**本文抜粋**
説明

光配線盤

【課題】光ファイバコードの滑りを防止し、適切な姿勢に安定して保持可能な光配線盤を提供する。
【解決手段】左右の側板12の一方12Aから他方12Bにわたって、アダプタ群9と挟持部材3と下方誘導湾曲部21と懸架手段6とを鉛直背板11に配設し、アダプタ群と挟持部材と下方誘導湾曲部と懸架手段とを夫々上下複数配設し、懸架手段は接続側光ファイバコードKが懸架される横断面円弧山型の支持部材61と、懸架される接続側光ファイバコードKを上方から押さえる押圧部材64とを備え、アダプタ群のアダプタに一端Kaが接続される接続側光ファイバコードKは、挟持部材にて保持され、下方誘導湾曲部に沿って垂れ下がった後に上昇して懸架手段に懸架され、下方誘導湾曲部と懸架手段の間でU字状の余長配線部Eを形成すると共に懸架手段にて山型湾曲配線部Fを形成するように構成した。

【発明の詳細な説明】
【技術分野】
【0001】
本発明は、光配線盤に関する。

**作業内容**
a) 光配線盤の説明によると、懸架手段は横断面円弧山型の支持部材61のほかに何を備えていますか。
b) 光配線盤の説明の続きを、最後の文の後から書いてください。

**提供データ**
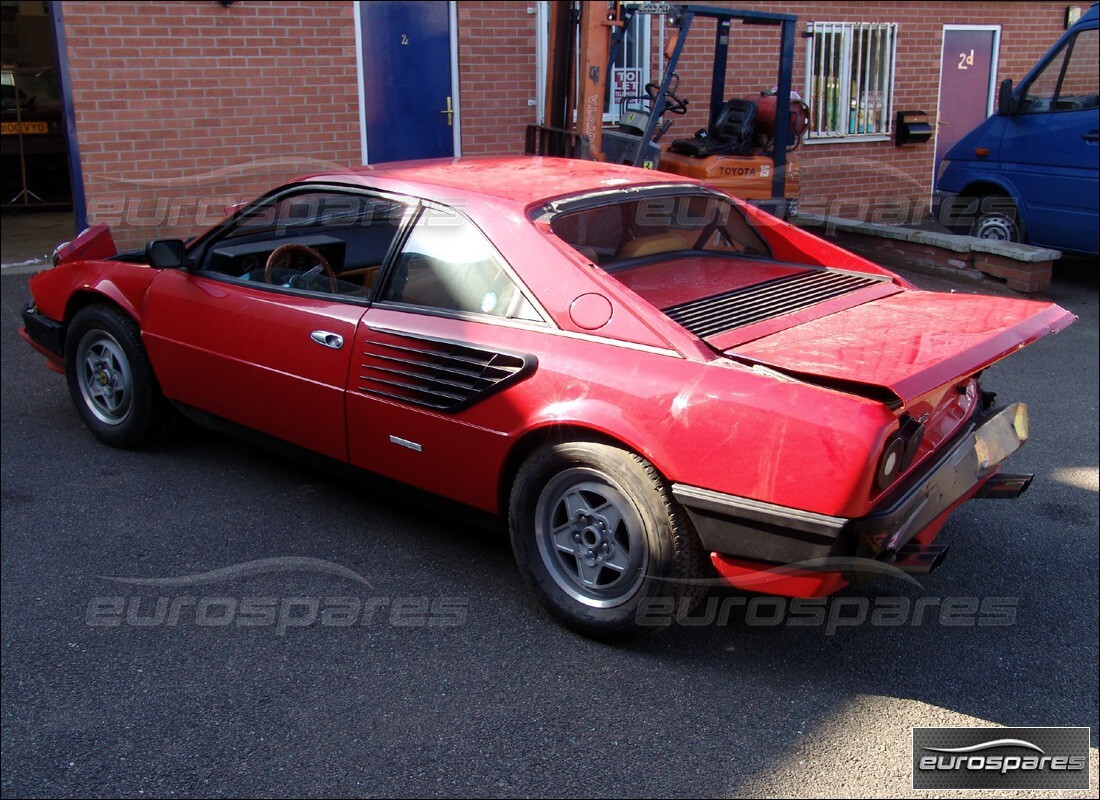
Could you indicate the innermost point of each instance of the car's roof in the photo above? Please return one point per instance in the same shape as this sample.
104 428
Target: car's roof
523 181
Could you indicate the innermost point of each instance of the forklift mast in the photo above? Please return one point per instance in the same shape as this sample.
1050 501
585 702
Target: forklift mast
603 25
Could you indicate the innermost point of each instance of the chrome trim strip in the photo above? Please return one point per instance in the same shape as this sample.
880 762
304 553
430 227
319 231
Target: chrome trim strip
405 442
758 511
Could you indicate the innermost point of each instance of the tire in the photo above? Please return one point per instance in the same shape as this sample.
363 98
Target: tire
111 381
998 220
601 540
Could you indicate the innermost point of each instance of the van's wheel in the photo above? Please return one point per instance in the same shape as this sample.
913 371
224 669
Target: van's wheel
597 535
998 219
111 381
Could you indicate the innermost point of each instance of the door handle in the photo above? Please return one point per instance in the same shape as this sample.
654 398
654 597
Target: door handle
328 339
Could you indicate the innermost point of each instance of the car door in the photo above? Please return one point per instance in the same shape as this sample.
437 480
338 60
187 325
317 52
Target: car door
439 359
1049 149
265 342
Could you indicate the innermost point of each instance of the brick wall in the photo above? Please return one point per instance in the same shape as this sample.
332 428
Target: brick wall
497 77
185 107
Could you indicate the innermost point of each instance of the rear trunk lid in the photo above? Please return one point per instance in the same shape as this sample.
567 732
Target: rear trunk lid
908 342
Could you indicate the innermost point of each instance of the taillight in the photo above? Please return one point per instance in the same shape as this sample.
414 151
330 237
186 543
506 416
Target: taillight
899 451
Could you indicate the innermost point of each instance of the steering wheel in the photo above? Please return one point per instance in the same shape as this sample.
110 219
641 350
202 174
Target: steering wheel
284 255
672 103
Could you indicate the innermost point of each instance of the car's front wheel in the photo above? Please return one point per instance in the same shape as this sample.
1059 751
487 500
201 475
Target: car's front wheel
600 538
110 377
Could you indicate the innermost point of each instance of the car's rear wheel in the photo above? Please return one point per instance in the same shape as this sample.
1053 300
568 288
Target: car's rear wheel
998 220
600 538
110 379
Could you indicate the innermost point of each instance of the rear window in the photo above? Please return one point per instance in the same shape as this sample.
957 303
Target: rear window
641 229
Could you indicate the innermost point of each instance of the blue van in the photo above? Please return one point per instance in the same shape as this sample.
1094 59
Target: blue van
1031 173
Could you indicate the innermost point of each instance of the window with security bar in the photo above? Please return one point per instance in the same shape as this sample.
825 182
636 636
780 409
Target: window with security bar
849 79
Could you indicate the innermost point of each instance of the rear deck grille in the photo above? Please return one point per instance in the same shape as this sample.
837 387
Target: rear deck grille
728 310
433 373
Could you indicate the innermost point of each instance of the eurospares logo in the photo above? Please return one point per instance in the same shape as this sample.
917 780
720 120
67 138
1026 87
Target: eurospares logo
1000 758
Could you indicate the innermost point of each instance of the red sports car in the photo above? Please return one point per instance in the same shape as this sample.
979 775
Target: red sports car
651 382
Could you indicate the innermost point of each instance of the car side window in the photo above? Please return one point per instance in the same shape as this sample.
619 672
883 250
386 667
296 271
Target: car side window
447 263
1069 81
326 241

**回答**
a) 懸架される接続側光ファイバコードKを上方から押さえる押圧部材64です。

b)
【背景技術】
【0002】
従来、鉛直背板と左右の側板で配線収納部を形成した光配線盤は、鉛直背板の裏面側にて接続相手側の光ファイバが接続されたアダプタを、鉛直背板の表側に複数個突設していた。
そして、配線収納部内でアダプタに一端が接続される光ファイバコードは、鉛直背板から表側に突設された半円柱状部材に懸架状に配線されていた(例えば、特許文献1参照)。
【先行技術文献】
【特許文献】
【0003】
【特許文献1】特開2000−231021号公報
【発明の概要】
【発明が解決しようとする課題】
【0004】
しかし、半円柱状部材に懸架された光ファイバコードは、振動や余長配線部の自重によって滑り落ちることがあった。そして、滑り落ちて垂れ下がったコードによって、アダプタに接続した一端側が引っ張られると、光の伝送損失が増加するといった問題や、他の部材と干渉してコードが損傷してしまうといった問題があった。また、コードの許容曲げ半径より小さな半径をもって湾曲する虞れや、接続コード同士が複雑に絡み合って、コードの接続切換作業や保守作業の際にコードを追いかけるのに手間がかかるといった問題があった。
【0005】
そこで、本発明は、光ファイバコードの滑りを防止し、適切な姿勢に保持可能な光配線盤の提供を目的とする。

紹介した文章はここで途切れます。